--- Start ---

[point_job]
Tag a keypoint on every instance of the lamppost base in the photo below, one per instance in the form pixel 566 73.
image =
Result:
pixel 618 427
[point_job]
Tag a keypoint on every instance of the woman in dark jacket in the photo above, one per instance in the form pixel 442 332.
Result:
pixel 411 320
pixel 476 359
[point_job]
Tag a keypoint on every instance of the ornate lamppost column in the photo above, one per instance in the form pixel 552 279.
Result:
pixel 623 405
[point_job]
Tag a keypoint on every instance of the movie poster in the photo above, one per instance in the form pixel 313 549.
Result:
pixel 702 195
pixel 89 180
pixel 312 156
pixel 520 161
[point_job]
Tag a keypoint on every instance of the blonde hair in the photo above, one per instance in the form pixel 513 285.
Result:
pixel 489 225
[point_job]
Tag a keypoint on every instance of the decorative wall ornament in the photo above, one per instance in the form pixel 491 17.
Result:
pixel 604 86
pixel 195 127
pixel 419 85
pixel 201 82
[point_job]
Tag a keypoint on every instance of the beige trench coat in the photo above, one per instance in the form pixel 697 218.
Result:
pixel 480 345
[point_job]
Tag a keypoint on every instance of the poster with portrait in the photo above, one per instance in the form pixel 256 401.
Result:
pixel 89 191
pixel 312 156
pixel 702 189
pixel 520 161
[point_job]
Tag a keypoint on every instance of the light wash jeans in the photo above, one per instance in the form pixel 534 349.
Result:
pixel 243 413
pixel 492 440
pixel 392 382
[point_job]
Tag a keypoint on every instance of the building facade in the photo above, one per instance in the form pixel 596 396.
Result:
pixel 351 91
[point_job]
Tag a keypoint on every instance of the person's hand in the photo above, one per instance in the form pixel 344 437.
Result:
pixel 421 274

--- End ---

● Given task: Extract every record and return it verbatim.

● Exercise output:
[point_job]
Tag a keypoint on every instance of the lamppost base in the photo below, one per instance in the form pixel 566 73.
image =
Result:
pixel 618 427
[point_job]
Tag a keypoint on every instance of the woman in dark jacket in the photo above, one per instance in the form pixel 442 332.
Result:
pixel 411 320
pixel 476 359
[point_job]
Tag a keypoint on every instance of the ornate lamppost column in the photo above, one per instance in the form pixel 552 279.
Result:
pixel 623 405
[point_job]
Tag a keypoint on every instance of the movie poster in the photo above, one per instance in the form pixel 313 549.
Result:
pixel 702 195
pixel 89 180
pixel 312 156
pixel 520 161
[point_job]
Tag a keypoint on every instance of the blonde hair in the photo above, one per instance in the form pixel 513 285.
Result:
pixel 489 225
[point_job]
Tag a keypoint on every instance of the decorative wall ornament in the photo above, one per instance in the form pixel 491 17.
Result:
pixel 604 86
pixel 195 127
pixel 419 85
pixel 201 82
[point_job]
Tag a keypoint on every instance of the beige trench coat in the photo above, one per instance in the form pixel 697 218.
Result:
pixel 480 345
[point_job]
Tag a keypoint on every instance of the poster with portrait in the photo above, one per instance in the form pixel 256 401.
Result:
pixel 89 191
pixel 312 156
pixel 702 189
pixel 520 161
[point_job]
Tag a keypoint on every instance of the light wash jeans in the photo above, one per instance in the form pixel 534 349.
Result:
pixel 243 413
pixel 492 440
pixel 392 382
[point_job]
Tag a keypoint on every instance of the building facade in the photo above, one per instance in the form pixel 596 396.
Result:
pixel 351 91
[point_job]
Tag a keypoint on every instance of the person's hand in the photo above, one per instance in the form pixel 344 437.
Result:
pixel 421 274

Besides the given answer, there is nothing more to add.